= Work instructions =
(a) According to the passage on interpreting p-values, what is a "Type II error"?
(b) Please go on with the passage on interpreting p-values, picking up after its final sentence.

** Text segment follows **

8.4 Other (mis-)interpretations of p-values

8.4.1 P-values as decision rules

Traditionally, hypothesis tests have been thought of as a means to make decisions. In this paradigm, a cut-off (typically p<0.05) is chosen. If the p-value is smaller than the chosen cut-off, the null hypothesis is rejected. If the p-value is above the cut-off then the null hypothesis is accepted. This leads to the terminology of:

  • “Type I error”, rejecting the null hypothesis when it is true

  • “Type II error”, accepting the null hypothesis when it is false

Linked to this approach is the habit of labelling p-values < 0.05 as “significant” and those larger as “non-significant”.

There are some instances where this decision-making paradigm seems appropriate. Some health data science research is indeed concerned with decision making. For example, we may wish to carry out a trial to assess whether a particular clinical decision support system improves the clinicians’ ability to detect malignant tumours. However much health data science research is not, at least directly, concerned with decision making. For example if we carry out an epidemiological study in which we relate risk of a particular disease to gender, we do this because we are interested in understanding the aetiology of the disease, not because we want to assess whether to modify gender! For this reason many researchers regard p-values as a measure of strength of evidence against the null hypothesis, rather than as an aid to decision making.

In general, we do not advocate any approach which dichotomises p-values. There is very little difference, in terms of the information contained about the population parameter, between the two p-values of \(p=0.049\) and \(p=0.051\). Therefore it seems counter-intuitive to make very different decisions based on these p-values.

P-values represent an area of substantial philosophical controversy in statistics. We choose to interpret the p-value as a measure of strength of evidence against the null hypothesis. It should, however, be pointed out that some statisticians advocate strongly against this interpretation.

** End of Text segment **
** Data extracts follows **

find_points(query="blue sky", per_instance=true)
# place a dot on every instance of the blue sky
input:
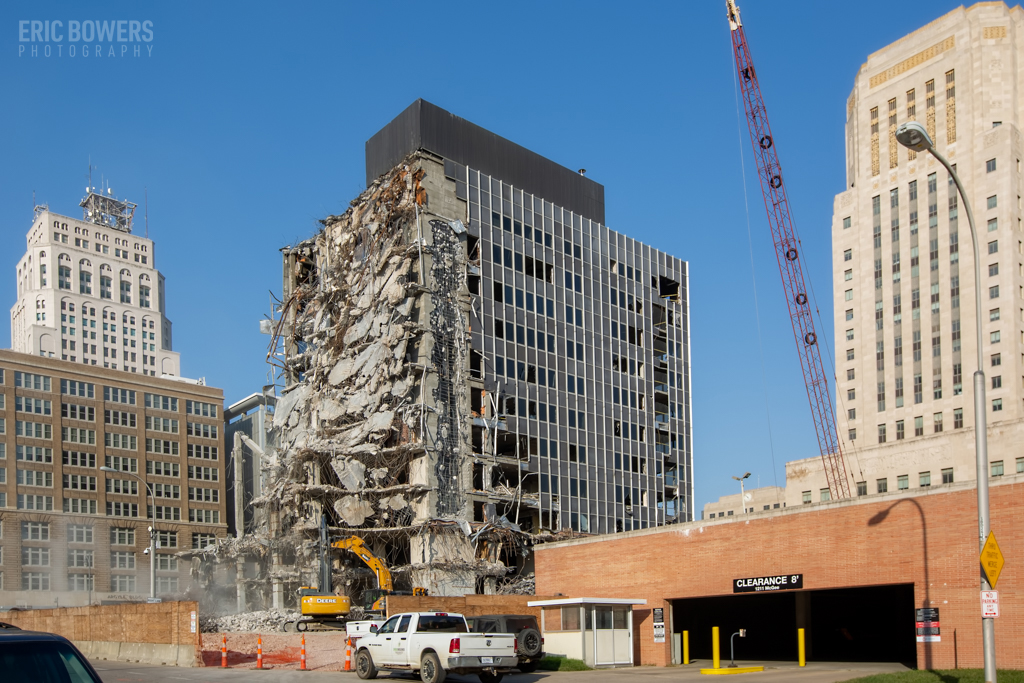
(247, 124)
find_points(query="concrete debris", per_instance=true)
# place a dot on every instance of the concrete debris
(353, 511)
(350, 472)
(522, 585)
(374, 428)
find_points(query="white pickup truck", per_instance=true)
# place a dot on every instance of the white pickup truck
(434, 644)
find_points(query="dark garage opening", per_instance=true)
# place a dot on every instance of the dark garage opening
(873, 624)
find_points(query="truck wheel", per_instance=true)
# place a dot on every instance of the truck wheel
(526, 667)
(529, 642)
(365, 668)
(431, 670)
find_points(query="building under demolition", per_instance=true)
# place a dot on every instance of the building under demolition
(471, 364)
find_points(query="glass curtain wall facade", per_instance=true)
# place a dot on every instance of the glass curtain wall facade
(581, 340)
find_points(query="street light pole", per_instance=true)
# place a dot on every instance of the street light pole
(913, 136)
(742, 494)
(153, 530)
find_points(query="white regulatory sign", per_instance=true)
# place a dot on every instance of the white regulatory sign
(989, 604)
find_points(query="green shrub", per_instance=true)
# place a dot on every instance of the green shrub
(562, 664)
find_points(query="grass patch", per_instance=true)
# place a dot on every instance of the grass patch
(565, 664)
(957, 676)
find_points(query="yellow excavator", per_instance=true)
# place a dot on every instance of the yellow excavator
(324, 609)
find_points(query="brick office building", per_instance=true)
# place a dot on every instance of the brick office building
(71, 534)
(865, 565)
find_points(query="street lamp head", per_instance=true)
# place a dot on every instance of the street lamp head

** End of Data extracts **

= Expected outputs =
(a) Accepting the null hypothesis when it is false.

(b)
In much health data science research, we are interested in knowing more about a particular population parameter. Many health data scientists, therefore, choose to focus on obtaining and interpreting estimates and confidence intervals rather than calculating p-values.

8.4.2 Misinterpretations of p-values

The p-value is the subject of a lot of argument, debate and controversy, both within the statistical world and beyond. The following warn against some common misinterpretations and mis-uses of p-values:

Do not:
- believe that an association or effect exists just because it was statistically significant.
- conclude that an association or effect is absent just because it was not statistically significant.
- base conclusions solely on whether an association or effect was statistically significant or not.
- conclude anything about scientific or practical importance based on statistical significance (or lack thereof).
- interpret a p-value as the probability that chance alone produced the observed association or effect or the probability that the null hypothesis is true.

Importantly, statistical significance was never meant to imply scientific or clinical importance. As well as the p-value, always consider the estimated effect of the population parameter of interest and its confidence interval. These will often provide more insight than the p-value alone.